[Dataset entries]
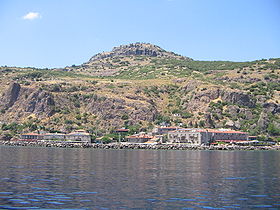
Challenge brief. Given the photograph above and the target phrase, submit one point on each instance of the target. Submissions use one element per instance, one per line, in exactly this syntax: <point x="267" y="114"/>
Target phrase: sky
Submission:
<point x="59" y="33"/>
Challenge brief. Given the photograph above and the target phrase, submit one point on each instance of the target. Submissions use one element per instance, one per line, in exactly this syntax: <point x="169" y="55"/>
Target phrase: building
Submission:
<point x="54" y="136"/>
<point x="191" y="136"/>
<point x="78" y="135"/>
<point x="139" y="138"/>
<point x="163" y="130"/>
<point x="205" y="136"/>
<point x="31" y="136"/>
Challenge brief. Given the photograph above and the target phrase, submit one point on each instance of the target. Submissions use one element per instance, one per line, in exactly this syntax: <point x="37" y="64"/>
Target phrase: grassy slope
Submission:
<point x="162" y="80"/>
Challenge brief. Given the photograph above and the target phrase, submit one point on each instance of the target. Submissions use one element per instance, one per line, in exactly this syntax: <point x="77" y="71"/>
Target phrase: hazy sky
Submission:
<point x="57" y="33"/>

TASK DETAILS –
Lines from the one containing "Target phrase: building" through the last line of the records, both included, are the only ones to print, each exactly as it is.

RESULT –
Target phrase: building
Submission:
<point x="54" y="136"/>
<point x="191" y="136"/>
<point x="78" y="135"/>
<point x="139" y="138"/>
<point x="163" y="130"/>
<point x="205" y="136"/>
<point x="31" y="136"/>
Challenge brief. Given the photograph above and the target phrase, submit one point on each instance of the target. Submissions use one element per instance, one per line, in exactly this syntax: <point x="37" y="64"/>
Target phrase: grassy slope
Submission:
<point x="162" y="80"/>
Challenge brief. Given the photograph above and the target phrase, submit one point on each instance of the target. Submissions use one element per instance, one per line, in exactly this syntax: <point x="77" y="71"/>
Target phrase: hazy sky
Submission:
<point x="57" y="33"/>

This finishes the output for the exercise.